§ **WHAT THIS TASK INVOLVES**:
Copy out every line of the material below that contains the string "bush".

========

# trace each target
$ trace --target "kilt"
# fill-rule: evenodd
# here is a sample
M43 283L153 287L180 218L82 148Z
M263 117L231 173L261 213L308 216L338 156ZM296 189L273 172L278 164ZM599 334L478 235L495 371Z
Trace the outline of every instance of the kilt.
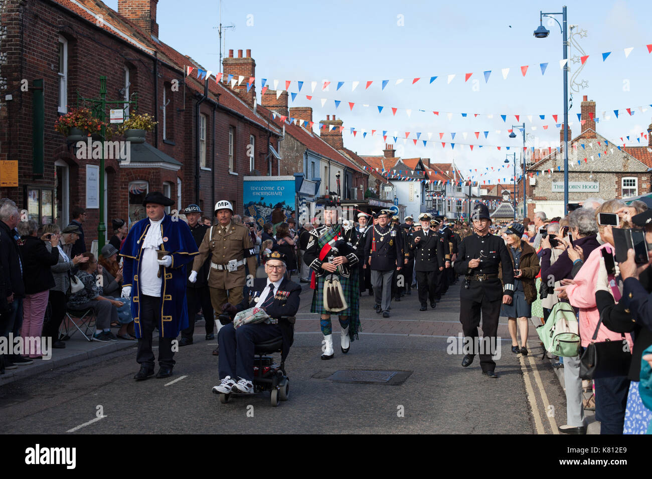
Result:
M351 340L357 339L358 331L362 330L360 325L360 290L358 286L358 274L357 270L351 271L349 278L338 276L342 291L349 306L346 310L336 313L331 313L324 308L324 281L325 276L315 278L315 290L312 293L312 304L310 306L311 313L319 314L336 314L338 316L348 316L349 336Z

========

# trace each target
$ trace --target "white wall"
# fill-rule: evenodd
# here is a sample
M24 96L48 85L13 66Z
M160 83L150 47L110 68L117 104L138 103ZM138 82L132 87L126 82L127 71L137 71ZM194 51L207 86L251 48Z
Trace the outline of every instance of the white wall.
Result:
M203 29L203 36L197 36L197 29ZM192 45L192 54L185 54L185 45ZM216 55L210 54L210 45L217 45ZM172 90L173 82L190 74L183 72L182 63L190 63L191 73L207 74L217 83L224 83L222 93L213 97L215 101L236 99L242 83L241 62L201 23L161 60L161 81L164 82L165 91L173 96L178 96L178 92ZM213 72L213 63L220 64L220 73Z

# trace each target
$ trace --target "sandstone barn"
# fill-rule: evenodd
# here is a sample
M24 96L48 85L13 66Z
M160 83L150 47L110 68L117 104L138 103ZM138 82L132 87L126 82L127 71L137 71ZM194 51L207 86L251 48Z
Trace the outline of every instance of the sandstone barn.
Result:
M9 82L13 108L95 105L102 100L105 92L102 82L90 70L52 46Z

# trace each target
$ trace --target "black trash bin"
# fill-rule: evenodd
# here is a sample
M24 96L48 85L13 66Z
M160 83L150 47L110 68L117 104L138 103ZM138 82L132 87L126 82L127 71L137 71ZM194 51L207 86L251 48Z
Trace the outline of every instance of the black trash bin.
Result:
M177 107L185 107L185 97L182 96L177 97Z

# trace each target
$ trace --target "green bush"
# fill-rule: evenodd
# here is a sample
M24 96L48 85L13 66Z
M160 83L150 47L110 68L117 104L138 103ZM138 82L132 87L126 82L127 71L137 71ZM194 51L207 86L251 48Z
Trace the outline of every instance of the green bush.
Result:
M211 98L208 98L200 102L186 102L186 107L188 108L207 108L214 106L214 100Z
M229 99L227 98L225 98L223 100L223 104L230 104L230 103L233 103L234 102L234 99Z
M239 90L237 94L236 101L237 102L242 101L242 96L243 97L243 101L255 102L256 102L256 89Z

========

§ **EXERCISE RESPONSE**:
$ trace --target "green bush"
Trace the outline of every instance of the green bush.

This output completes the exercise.